Data entries:
^^^^
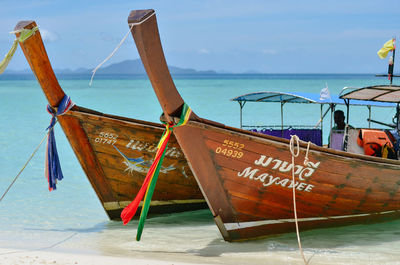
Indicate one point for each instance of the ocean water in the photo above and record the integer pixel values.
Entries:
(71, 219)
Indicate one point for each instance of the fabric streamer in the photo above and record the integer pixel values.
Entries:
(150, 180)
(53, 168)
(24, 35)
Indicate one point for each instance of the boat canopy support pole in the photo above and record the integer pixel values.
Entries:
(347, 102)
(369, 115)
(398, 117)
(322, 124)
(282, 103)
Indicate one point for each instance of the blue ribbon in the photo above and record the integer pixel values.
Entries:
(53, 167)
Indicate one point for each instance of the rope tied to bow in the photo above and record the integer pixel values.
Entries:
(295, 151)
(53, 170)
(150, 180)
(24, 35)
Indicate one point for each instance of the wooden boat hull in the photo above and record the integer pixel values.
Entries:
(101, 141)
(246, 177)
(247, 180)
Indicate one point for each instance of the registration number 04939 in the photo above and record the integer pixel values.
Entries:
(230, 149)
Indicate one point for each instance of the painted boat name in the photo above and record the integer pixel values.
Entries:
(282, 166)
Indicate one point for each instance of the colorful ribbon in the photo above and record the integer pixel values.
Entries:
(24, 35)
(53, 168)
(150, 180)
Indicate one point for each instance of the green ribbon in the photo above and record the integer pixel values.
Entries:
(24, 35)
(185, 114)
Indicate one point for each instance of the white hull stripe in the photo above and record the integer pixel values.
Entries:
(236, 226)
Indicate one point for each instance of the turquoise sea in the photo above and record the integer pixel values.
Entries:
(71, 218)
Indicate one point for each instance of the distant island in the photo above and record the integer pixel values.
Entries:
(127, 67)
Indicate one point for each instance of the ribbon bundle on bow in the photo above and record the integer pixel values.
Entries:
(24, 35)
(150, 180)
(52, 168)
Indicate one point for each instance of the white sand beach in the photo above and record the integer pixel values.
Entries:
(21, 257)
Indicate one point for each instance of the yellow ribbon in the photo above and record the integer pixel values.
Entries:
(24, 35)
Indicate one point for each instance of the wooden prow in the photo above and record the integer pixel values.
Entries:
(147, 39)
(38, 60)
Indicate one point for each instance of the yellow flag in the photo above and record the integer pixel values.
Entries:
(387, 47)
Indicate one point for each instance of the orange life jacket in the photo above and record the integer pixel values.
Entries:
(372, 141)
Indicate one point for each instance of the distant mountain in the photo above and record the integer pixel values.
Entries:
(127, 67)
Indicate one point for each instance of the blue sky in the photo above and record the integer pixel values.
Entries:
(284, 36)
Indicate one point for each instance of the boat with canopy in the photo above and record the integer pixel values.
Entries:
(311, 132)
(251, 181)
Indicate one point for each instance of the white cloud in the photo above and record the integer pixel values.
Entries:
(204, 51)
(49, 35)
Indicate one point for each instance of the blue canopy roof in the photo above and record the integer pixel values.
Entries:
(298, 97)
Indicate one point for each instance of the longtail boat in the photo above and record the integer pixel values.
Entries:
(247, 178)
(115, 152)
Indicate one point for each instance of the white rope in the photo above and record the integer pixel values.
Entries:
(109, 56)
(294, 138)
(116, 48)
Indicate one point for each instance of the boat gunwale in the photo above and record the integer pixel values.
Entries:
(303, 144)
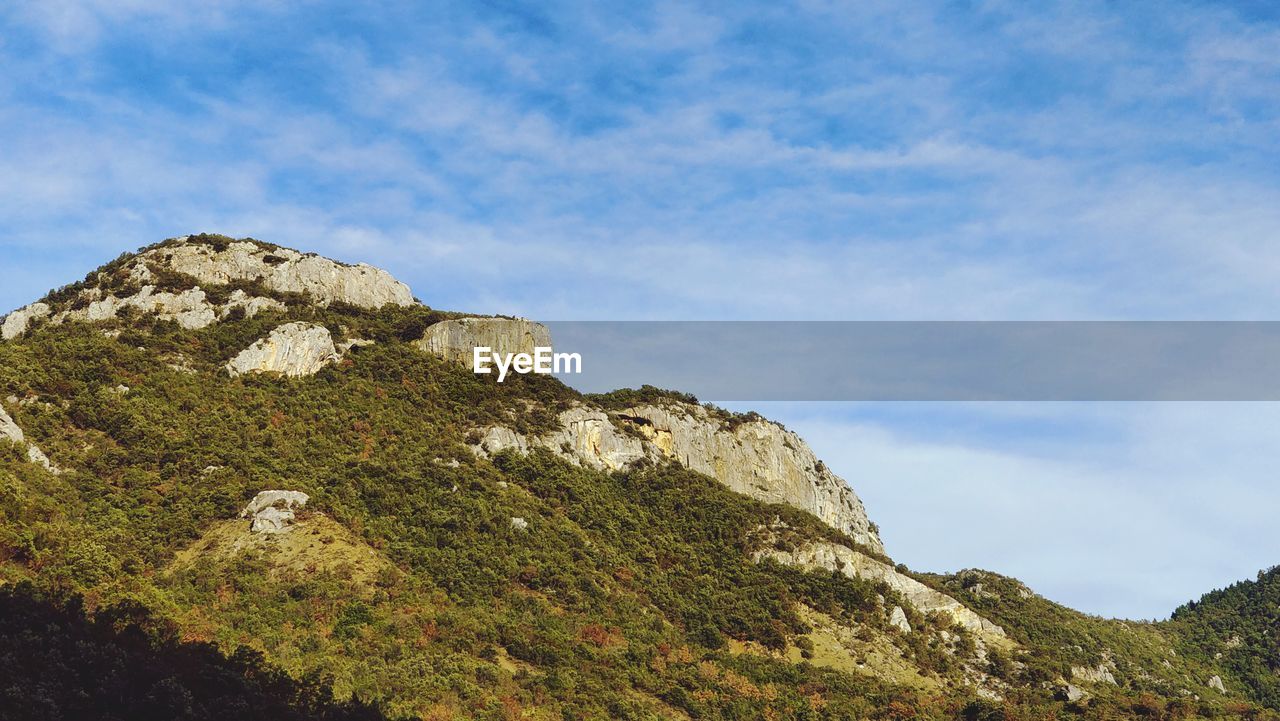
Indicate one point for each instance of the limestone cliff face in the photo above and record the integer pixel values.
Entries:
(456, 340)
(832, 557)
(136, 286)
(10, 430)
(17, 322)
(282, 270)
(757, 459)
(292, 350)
^^^^
# Exercise brief
The answer must consist of each line from the entries that contains the string "wooden".

# Task solution
Indicate one point for each instance of the wooden boat hull in the photo above and record the integer pixel values.
Indicate one point for each instance of the wooden prow in the photo above and record the integer pixel values.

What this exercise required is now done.